◆ Work order ◆
Without changing a thing, reproduce the entire listing and leave out its pictures.

◆ Study material ◆
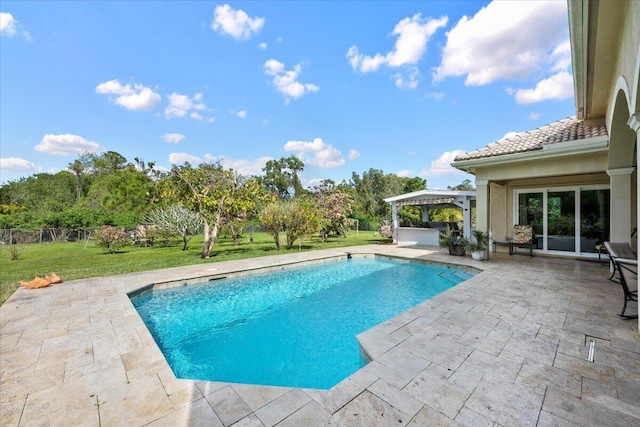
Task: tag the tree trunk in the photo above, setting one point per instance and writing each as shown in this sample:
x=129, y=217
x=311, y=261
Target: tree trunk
x=207, y=237
x=213, y=237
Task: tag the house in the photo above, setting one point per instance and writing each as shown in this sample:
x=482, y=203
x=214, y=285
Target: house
x=574, y=180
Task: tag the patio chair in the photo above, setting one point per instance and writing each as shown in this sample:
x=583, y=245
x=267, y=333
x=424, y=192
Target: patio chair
x=628, y=269
x=522, y=237
x=618, y=250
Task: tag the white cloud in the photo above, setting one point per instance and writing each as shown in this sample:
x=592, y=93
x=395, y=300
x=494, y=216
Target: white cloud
x=506, y=40
x=16, y=164
x=286, y=82
x=442, y=166
x=183, y=105
x=316, y=152
x=9, y=26
x=413, y=35
x=138, y=97
x=559, y=86
x=180, y=158
x=410, y=81
x=66, y=144
x=173, y=137
x=244, y=167
x=235, y=23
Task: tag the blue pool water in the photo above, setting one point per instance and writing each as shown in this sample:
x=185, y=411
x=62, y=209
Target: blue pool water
x=296, y=327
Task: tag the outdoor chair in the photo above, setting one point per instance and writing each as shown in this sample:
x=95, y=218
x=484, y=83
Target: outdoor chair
x=618, y=250
x=522, y=238
x=628, y=269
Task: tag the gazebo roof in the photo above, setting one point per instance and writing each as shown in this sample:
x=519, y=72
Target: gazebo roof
x=431, y=197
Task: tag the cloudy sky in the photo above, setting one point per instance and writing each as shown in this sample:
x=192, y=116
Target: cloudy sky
x=345, y=86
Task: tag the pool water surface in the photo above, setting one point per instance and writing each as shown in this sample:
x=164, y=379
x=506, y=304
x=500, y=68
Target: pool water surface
x=296, y=327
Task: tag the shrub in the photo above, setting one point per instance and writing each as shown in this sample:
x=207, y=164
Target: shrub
x=111, y=238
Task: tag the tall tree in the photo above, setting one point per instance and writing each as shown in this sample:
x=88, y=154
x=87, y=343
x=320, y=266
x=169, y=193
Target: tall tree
x=334, y=208
x=216, y=194
x=81, y=168
x=465, y=185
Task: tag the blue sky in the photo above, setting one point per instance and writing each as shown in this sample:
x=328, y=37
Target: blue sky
x=345, y=86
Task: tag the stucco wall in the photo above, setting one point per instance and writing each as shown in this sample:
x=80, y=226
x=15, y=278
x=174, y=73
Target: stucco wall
x=549, y=167
x=626, y=65
x=502, y=197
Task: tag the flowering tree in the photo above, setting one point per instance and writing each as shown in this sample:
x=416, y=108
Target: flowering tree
x=111, y=238
x=297, y=218
x=334, y=208
x=178, y=220
x=216, y=194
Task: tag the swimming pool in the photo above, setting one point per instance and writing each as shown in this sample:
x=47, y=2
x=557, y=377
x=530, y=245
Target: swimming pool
x=294, y=327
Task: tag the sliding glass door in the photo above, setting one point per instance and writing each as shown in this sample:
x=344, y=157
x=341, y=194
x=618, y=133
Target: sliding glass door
x=567, y=220
x=561, y=221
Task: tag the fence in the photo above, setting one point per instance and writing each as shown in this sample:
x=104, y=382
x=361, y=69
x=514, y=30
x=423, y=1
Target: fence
x=44, y=235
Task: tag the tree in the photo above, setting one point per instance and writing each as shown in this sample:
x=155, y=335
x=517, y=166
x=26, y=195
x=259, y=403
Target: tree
x=177, y=219
x=372, y=189
x=334, y=208
x=465, y=185
x=296, y=217
x=281, y=176
x=272, y=219
x=409, y=185
x=80, y=168
x=123, y=190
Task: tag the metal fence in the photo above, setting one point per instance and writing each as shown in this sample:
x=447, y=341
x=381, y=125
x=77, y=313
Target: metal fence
x=13, y=236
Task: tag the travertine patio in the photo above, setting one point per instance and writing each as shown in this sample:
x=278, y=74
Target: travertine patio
x=507, y=347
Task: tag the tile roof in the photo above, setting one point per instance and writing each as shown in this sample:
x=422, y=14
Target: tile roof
x=569, y=129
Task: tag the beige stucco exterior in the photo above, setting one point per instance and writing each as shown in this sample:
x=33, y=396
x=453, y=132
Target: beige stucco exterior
x=605, y=46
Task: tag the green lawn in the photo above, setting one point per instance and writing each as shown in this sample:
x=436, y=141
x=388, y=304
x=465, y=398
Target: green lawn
x=79, y=260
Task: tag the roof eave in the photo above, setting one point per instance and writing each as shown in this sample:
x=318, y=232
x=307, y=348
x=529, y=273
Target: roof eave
x=578, y=32
x=584, y=146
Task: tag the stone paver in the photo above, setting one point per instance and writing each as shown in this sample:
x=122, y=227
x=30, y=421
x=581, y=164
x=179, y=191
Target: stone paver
x=507, y=347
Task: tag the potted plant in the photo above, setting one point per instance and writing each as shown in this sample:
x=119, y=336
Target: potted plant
x=454, y=242
x=478, y=244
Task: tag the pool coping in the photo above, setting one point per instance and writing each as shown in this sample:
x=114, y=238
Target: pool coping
x=83, y=342
x=360, y=337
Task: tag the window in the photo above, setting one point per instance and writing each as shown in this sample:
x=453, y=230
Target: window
x=566, y=220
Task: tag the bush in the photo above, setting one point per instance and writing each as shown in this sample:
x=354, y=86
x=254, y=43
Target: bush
x=111, y=238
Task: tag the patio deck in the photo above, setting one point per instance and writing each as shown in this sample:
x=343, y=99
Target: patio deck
x=507, y=347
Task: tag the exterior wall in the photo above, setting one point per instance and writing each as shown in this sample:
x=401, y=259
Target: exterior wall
x=627, y=55
x=418, y=236
x=504, y=179
x=548, y=167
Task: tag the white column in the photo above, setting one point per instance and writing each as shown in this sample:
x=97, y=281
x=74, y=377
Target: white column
x=483, y=207
x=425, y=213
x=620, y=204
x=394, y=218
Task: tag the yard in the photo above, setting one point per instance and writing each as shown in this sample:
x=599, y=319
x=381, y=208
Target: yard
x=82, y=260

◆ Response area ◆
Task: tag the tree trunk in the photo above, setting one point per instance and writing each as shown in this sample:
x=129, y=217
x=311, y=261
Target: tree trunk
x=207, y=237
x=213, y=237
Task: tag the house in the photo above, setting one point per instance and writing each as shown in this sample:
x=482, y=203
x=214, y=285
Target: house
x=574, y=180
Task: tag the patio chair in the photo above, setting one point per instance and writing each as shown in this sample:
x=583, y=245
x=267, y=333
x=424, y=192
Target: patio chair
x=628, y=269
x=522, y=237
x=618, y=250
Task: tag the white cloud in the photo above, setting one point per instance and writing each as shown in this sample:
x=592, y=93
x=395, y=300
x=494, y=216
Target: white cloud
x=506, y=40
x=16, y=164
x=286, y=82
x=442, y=166
x=183, y=105
x=316, y=152
x=9, y=26
x=413, y=35
x=138, y=97
x=559, y=86
x=180, y=158
x=410, y=81
x=66, y=144
x=173, y=137
x=244, y=167
x=235, y=23
Task: tag the blue pool water in the photo above, setting one point per instance and writing each as shown in this sample:
x=185, y=411
x=62, y=209
Target: blue pool water
x=296, y=327
Task: tag the outdoor chair in the photo above, setting one point per instance and writing each as shown in this sample:
x=95, y=218
x=484, y=83
Target: outdoor chair
x=618, y=250
x=522, y=238
x=628, y=269
Task: tag the gazebo roof in the photo above, setting one point per instance and writing each as shown in this sample:
x=519, y=72
Target: gazebo roof
x=431, y=197
Task: tag the cloudy sky in the photo above, setting one point per instance and writing each as shown in this sample:
x=192, y=116
Target: cloudy sky
x=345, y=86
Task: tag the pool water surface in the photo above, setting one point per instance and writing each as shown in this sample:
x=164, y=379
x=506, y=304
x=500, y=68
Target: pool water surface
x=296, y=327
Task: tag the shrub in the photo above, setting one point per instance and writing each as shown in this sample:
x=207, y=164
Target: shrub
x=111, y=238
Task: tag the tall tree in the photo above, setting one point per instance and writing each as shown in this sample:
x=88, y=154
x=87, y=343
x=320, y=266
x=169, y=193
Target: tall tree
x=334, y=208
x=216, y=194
x=81, y=168
x=465, y=185
Task: tag the blue sky in the photo above, setting one point per instance and writing each as shown in this sample:
x=328, y=37
Target: blue sky
x=345, y=86
Task: tag the stucco wall in the photo above, setting one point per instance and writing each as shown in this sample:
x=80, y=226
x=15, y=278
x=174, y=73
Target: stucco wall
x=549, y=167
x=626, y=65
x=502, y=197
Task: tag the flowering tree in the photo above, setting one point per instance and writing each as shown in this sample:
x=416, y=108
Target: flowering tree
x=111, y=238
x=297, y=218
x=334, y=208
x=178, y=220
x=216, y=194
Task: tag the swimming pool in the photo above, setting one point per instance and writing each as shown in this sample:
x=47, y=2
x=557, y=377
x=530, y=245
Target: swimming pool
x=294, y=327
Task: tag the sliding glass door in the photo above, setting one point per instance and writing each as shown in this sample:
x=344, y=157
x=341, y=194
x=618, y=133
Target: sliding glass door
x=567, y=220
x=561, y=221
Task: tag the fence in the photo above, setting one point per instance and writing each as shown in this sample:
x=104, y=382
x=361, y=69
x=514, y=30
x=423, y=1
Target: fence
x=44, y=235
Task: tag the tree in the photo above, setting one point per instance and writing each as shown in this sample:
x=155, y=335
x=517, y=166
x=26, y=195
x=259, y=403
Target: tree
x=177, y=219
x=372, y=189
x=334, y=208
x=465, y=185
x=296, y=217
x=281, y=176
x=272, y=219
x=409, y=185
x=80, y=168
x=123, y=190
Task: tag the metal fence in the photo above, setting one point per instance and writing each as shown in this sample:
x=447, y=341
x=381, y=125
x=77, y=313
Target: metal fence
x=13, y=236
Task: tag the travertine patio in the photo above, setting one point per instance and writing each as shown in this sample:
x=278, y=74
Target: travertine patio
x=507, y=347
Task: tag the tile roof in the photo above, setting one point per instance and writing each as shown in this sample:
x=422, y=14
Target: tile roof
x=569, y=129
Task: tag the beige stucco exterior in the photo above, setting one point per instance and writing each as shown in this sample:
x=33, y=396
x=453, y=132
Target: beige stucco exterior
x=605, y=46
Task: tag the green lawn in the photo above, setting one point per instance and writing each as shown in this sample:
x=436, y=141
x=388, y=304
x=465, y=398
Target: green lawn
x=79, y=260
Task: tag the roof eave in the photo above, setting one point per instance and writing each as shown in this sample:
x=318, y=232
x=307, y=348
x=529, y=273
Target: roof eave
x=578, y=32
x=584, y=146
Task: tag the stone paver in the photo above, setting one point per instance and writing each as shown in this sample:
x=122, y=227
x=30, y=421
x=581, y=164
x=179, y=191
Target: stone paver
x=507, y=347
Task: tag the potted plant in the photo above, setting one point per instance and writing each as shown in this sample:
x=119, y=336
Target: potted plant
x=454, y=242
x=478, y=244
Task: tag the pool coping in the photo above, setting one point per instance and writing each as shown in this sample:
x=114, y=238
Target: pool coping
x=83, y=342
x=360, y=337
Task: tag the window in the photo above, setting one point per instance and writing each as shown in this sample:
x=453, y=230
Target: window
x=566, y=220
Task: tag the bush in the photo above, setting one point per instance and writing each as shown in this sample:
x=354, y=86
x=254, y=43
Target: bush
x=111, y=238
Task: tag the patio deck in the photo above, setting one point per instance and writing each as shown in this sample:
x=343, y=99
Target: patio deck
x=507, y=347
Task: tag the exterior wall in the photo above, setting one point per instance and writing each as shown in this sample:
x=401, y=259
Target: exterior wall
x=627, y=55
x=418, y=236
x=504, y=179
x=548, y=167
Task: tag the white column in the photo above, setting one point per instance and writing each as shown in this sample:
x=97, y=281
x=74, y=377
Target: white column
x=483, y=207
x=425, y=213
x=620, y=204
x=394, y=218
Task: tag the yard in the photo above, setting one point per instance and writing each as shown in this sample:
x=599, y=319
x=381, y=208
Target: yard
x=82, y=260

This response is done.